- _Goal_: Extract the full set of records that follows, word for word.

[Object location annotation data]

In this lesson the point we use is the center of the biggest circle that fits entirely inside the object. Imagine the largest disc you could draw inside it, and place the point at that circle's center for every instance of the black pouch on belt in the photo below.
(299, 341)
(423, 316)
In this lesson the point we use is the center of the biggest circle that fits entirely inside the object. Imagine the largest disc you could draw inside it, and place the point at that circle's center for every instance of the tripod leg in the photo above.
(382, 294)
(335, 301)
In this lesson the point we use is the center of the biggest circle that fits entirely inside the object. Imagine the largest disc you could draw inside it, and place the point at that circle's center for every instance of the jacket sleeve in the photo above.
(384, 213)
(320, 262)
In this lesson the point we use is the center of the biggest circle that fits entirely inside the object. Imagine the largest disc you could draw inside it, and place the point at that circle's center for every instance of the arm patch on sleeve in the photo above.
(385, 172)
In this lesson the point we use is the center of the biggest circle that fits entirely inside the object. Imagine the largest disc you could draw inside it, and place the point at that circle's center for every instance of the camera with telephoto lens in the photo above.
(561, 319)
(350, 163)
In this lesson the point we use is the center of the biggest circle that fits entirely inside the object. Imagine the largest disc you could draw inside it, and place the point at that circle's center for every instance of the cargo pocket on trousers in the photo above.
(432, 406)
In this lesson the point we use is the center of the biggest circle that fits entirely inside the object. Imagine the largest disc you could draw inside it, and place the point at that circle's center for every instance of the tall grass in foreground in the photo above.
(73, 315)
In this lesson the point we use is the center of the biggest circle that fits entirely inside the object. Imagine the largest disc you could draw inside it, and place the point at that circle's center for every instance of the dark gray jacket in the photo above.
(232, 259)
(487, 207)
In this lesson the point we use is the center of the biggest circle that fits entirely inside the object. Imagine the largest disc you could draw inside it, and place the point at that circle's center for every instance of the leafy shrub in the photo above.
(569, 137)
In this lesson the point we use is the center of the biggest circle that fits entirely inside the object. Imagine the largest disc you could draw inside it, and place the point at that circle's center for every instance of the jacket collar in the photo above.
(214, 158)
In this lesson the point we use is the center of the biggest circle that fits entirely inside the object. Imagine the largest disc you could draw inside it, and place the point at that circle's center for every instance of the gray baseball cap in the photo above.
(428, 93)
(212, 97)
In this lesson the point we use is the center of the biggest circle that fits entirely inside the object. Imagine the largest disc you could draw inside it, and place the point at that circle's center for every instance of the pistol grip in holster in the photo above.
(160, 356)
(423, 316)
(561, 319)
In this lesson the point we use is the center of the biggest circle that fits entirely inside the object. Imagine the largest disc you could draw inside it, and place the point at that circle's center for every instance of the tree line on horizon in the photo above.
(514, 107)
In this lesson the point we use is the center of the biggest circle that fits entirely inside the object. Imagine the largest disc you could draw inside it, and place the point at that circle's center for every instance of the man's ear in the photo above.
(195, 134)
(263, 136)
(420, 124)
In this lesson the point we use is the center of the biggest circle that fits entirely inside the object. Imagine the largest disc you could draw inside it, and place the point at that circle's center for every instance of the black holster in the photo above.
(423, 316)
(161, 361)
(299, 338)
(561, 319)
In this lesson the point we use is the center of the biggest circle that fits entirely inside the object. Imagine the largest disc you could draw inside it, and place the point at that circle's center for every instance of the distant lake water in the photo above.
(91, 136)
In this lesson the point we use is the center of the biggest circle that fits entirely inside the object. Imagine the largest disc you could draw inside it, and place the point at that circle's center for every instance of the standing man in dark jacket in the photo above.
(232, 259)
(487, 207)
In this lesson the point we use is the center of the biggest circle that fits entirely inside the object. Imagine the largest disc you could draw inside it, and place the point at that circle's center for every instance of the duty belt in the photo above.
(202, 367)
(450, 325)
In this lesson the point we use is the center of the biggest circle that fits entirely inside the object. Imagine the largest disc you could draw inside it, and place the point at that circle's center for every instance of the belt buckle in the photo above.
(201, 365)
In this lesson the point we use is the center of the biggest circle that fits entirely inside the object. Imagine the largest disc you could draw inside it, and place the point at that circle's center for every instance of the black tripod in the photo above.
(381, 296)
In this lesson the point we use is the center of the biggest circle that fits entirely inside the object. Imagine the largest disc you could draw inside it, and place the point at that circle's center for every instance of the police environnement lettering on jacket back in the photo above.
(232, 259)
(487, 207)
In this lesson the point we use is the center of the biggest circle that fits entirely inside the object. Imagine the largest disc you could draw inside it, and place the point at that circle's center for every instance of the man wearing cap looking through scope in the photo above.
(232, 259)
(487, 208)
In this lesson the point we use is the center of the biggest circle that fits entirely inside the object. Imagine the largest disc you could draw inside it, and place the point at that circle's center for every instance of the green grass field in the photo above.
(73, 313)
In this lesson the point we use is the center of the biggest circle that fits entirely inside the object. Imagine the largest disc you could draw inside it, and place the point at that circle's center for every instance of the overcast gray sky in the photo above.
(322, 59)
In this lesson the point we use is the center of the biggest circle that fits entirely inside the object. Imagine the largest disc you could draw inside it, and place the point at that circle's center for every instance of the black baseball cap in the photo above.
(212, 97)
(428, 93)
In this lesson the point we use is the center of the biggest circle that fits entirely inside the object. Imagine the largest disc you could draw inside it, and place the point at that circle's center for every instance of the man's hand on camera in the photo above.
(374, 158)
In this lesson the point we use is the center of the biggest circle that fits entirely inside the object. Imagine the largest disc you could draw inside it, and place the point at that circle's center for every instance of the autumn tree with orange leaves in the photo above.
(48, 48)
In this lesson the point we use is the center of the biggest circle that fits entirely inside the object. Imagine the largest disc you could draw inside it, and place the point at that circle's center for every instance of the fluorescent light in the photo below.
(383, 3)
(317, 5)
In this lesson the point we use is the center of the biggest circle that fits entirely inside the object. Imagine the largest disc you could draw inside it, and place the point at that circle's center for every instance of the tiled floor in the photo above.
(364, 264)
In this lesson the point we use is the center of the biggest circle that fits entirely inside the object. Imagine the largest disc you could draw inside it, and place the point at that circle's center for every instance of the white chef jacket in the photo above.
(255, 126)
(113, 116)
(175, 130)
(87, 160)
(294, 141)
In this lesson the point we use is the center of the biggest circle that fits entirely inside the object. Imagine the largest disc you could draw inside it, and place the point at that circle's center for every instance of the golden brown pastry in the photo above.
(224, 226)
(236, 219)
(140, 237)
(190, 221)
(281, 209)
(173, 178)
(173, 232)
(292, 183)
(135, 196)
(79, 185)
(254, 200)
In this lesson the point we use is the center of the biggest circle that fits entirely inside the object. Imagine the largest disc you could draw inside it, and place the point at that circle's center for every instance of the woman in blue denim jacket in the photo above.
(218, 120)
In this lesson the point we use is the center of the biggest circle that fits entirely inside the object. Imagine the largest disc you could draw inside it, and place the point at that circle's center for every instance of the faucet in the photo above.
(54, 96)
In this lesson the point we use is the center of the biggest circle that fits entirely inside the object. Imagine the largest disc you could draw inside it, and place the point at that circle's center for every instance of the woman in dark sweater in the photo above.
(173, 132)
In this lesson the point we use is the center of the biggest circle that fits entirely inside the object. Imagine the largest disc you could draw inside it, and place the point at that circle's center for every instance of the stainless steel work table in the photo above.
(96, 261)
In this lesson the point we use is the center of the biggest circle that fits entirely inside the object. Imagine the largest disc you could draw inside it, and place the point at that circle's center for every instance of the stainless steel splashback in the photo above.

- _Answer below_:
In this lesson the point we use is the center of the biggest circle that fits entirely inside the object. Imagine the largest disc you could draw inside it, and place the point at that circle's center for every instance of the black pouch on belt in the photo below.
(299, 341)
(423, 316)
In this lesson the point we use is the center of the biggest circle that fits entirely inside the object. Imagine the largest disc you could draw inside it, and place the point at that circle's center for every instance of the tripod leg in the photo above.
(382, 294)
(335, 301)
In this lesson the point we use is the center of the biggest circle that fits entirely inside the object. Imagine the largest disc you could draw inside it, and place the point at that circle's center for every instance of the jacket sleeve in the photo above.
(384, 213)
(320, 262)
In this lesson the point we use is the center of the biggest circle that fits entirely inside the object. Imagine the largest disc you could draw inside it, and place the point at that circle's center for every instance of the arm patch on sleeve in the photo above.
(385, 172)
In this lesson the point we use is the center of the biggest circle that fits entirely inside the object. Imagine the largest disc you could draw inside it, and place the point at that circle's center for every instance of the camera with telephoto lens in the photo above.
(561, 319)
(350, 163)
In this lesson the point we use is the center of the biggest circle that fits entirely inside the object. Imagine the largest disc you could draw inside it, and place the point at that circle's center for every instance of the cargo pocket on trousers in the photo above.
(432, 406)
In this lesson the point we use is the center of the biggest circle that fits entirely inside the object. Imagine the largest disc you could draw inside it, and place the point at that circle's center for every instance of the tall grass in foreground in the photo above.
(73, 315)
In this lesson the point we use is the center of the biggest circle that fits entirely inside the object. Imagine the largest disc you could draw inside it, and place the point at that circle's center for every instance of the dark gray jacket in the photo above.
(232, 259)
(487, 207)
In this lesson the point we use is the center of the biggest circle that fits entirely inside the object. Imagine the largest disc you could draw inside it, and place the point at that circle's center for every instance of the leafy shrub in the photo above.
(569, 137)
In this lesson the point we use is the center of the biggest circle that fits entirely inside the object. Imagine the largest disc you could draw inside it, and place the point at that circle's center for every instance of the jacket collar in the photo above.
(214, 158)
In this lesson the point we use is the center of the biggest circle that fits entirely inside the object. Imagine the largest disc you could draw inside it, and place the point at that circle's center for every instance of the gray baseball cap in the photo above.
(428, 93)
(212, 97)
In this lesson the point we use is the center of the biggest circle that fits entirely inside the object. Imagine the largest disc you could draw inside it, and place the point at that circle's center for every instance of the pistol grip in holster in the photo above.
(160, 356)
(423, 316)
(561, 319)
In this lesson the point we use is the center of the biggest circle that fits entirely inside the object. Imagine the largest disc you could draw inside it, and place the point at that circle's center for every instance of the tree line on horizon in the photo above.
(514, 107)
In this lesson the point we use is the center of the biggest circle that fits entirely inside the object. Imagine the largest disc you could draw inside it, and place the point at that circle's center for every instance of the man's ear in the photo above.
(195, 134)
(263, 136)
(420, 124)
In this lesson the point we use is the center of the biggest circle that fits entirely inside the object. Imagine the largest disc you could draw inside it, and place the point at that circle's center for every instance of the black holster in the photo above.
(423, 316)
(161, 361)
(299, 338)
(561, 319)
In this lesson the point we use is the center of the biggest circle that fits entirely inside the object. Imagine the largest disc you could draw inside it, and place the point at that circle's center for every instance of the distant lake water in the photo above.
(91, 136)
In this lesson the point we use is the center of the biggest circle that fits entirely inside the object. Imagine the largest disc you could draw inside it, and place the point at that circle's center for every instance of the standing man in dark jacket in the photo above.
(232, 259)
(487, 207)
In this lesson the point we use is the center of the biggest circle that fits entirely inside the object. Imagine the largest disc you could draw inside it, and place the point at that circle's center for every instance of the duty belt in the photo above.
(202, 367)
(450, 325)
In this lesson the point we use is the center of the biggest circle that fits entirely inside the object. Imagine the largest disc you could draw inside it, and place the point at that circle's center for every instance of the belt buckle in the photo above.
(201, 365)
In this lesson the point we use is the center of the biggest circle that fits entirely inside the object. Imagine the largest disc you could draw inside it, and place the point at that circle's center for every instance of the black tripod in the photo above.
(381, 296)
In this lesson the point we use is the center of the biggest circle that fits entirely inside the object. Imagine the largest disc you could draw inside it, and place the point at that circle's center for every instance of the police environnement lettering on jacket back in the photo above.
(232, 259)
(487, 207)
In this lesson the point we use is the center of the biggest circle that fits entirely inside the object. Imagine the largest disc you could draw inside it, and place the point at that circle's center for every instance of the man wearing cap looking through scope in the photo above.
(232, 259)
(487, 208)
In this lesson the point we use is the center of the biggest circle that fits entirely inside the object. Imagine the largest disc you could draw inside it, and place the point at that circle's center for every instance of the green grass field in the photo above.
(73, 313)
In this lesson the point we use is the center of the biggest circle that fits entirely inside the object. Imagine the largest disc you could draw inside it, and place the point at that circle's center for every instance of the overcast gray sky in the photo above.
(322, 59)
In this lesson the point we use is the center of the biggest circle that fits entirely inside the object. Imagine the largest disc you could draw inside it, and place the point at that circle's center for every instance of the black baseball cap in the photo above.
(212, 97)
(428, 93)
In this lesson the point we use is the center of the biggest circle that fits entirely inside the object. Imagine the largest disc you could draw inside it, and place the point at that circle's center for every instance of the man's hand on camera in the photo above.
(374, 158)
In this lesson the point we use is the center of the biggest circle that fits entirely inside the object. Imagine the largest disc you could draw inside it, and place the point at that circle's center for every instance of the autumn tree with orange leaves in the photo above.
(48, 48)
In this lesson the point we use is the center of the biggest circle that fits entirely inside the object. Imagine the largest disc you could draw inside it, and place the point at that circle's center for every instance of the fluorescent light in the photo below.
(383, 3)
(317, 5)
In this lesson the point we use is the center of the biggest circle that fits entirely inside the object. Imagine the largest disc you could draw inside it, and place the point at that circle's center for every instance of the tiled floor in the photo above.
(364, 264)
In this lesson the point we use is the center of the biggest circle that fits entirely inside the object. Imagine the largest disc you could draw inside it, and place the point at that circle's center for every instance of the white chef jacket in the photo above.
(255, 126)
(113, 116)
(175, 130)
(87, 160)
(294, 141)
In this lesson the point we use is the center of the biggest circle that fits entirely inside the object. Imagine the largest disc you could draw inside it, and place the point at that circle's center for every instance of the golden brown pastry in the photo above.
(224, 226)
(236, 219)
(140, 237)
(190, 221)
(281, 209)
(173, 178)
(173, 232)
(292, 183)
(135, 196)
(79, 185)
(254, 200)
In this lesson the point we use is the center of the biggest circle that fits entirely inside the object. Imagine the largest disc you could draw inside it, and place the point at that circle's center for every instance of the woman in blue denim jacket in the photo above.
(218, 120)
In this lesson the point we use is the center of the biggest circle that fits entirely inside the object. Imagine the largest disc you could draw inside it, and place the point at that circle's center for every instance of the faucet in the photo above.
(54, 96)
In this lesson the point we use is the center of the biggest circle that fits entirely inside the object. Imagine the largest disc you could draw inside it, and place the point at that circle's center for every instance of the woman in dark sweater in the photo above.
(173, 132)
In this lesson the point we use is the center of the biggest circle that fits entirely inside the object. Imagine the largest disc you could draw inside it, and place the point at that circle's center for every instance of the stainless steel work table in the photo above.
(96, 261)
In this lesson the point we use is the center of the biggest circle that fits entirely inside the object. Imagine the largest disc you could draw inside it, and place the point at that circle's center for every instance of the stainless steel splashback in the photo above.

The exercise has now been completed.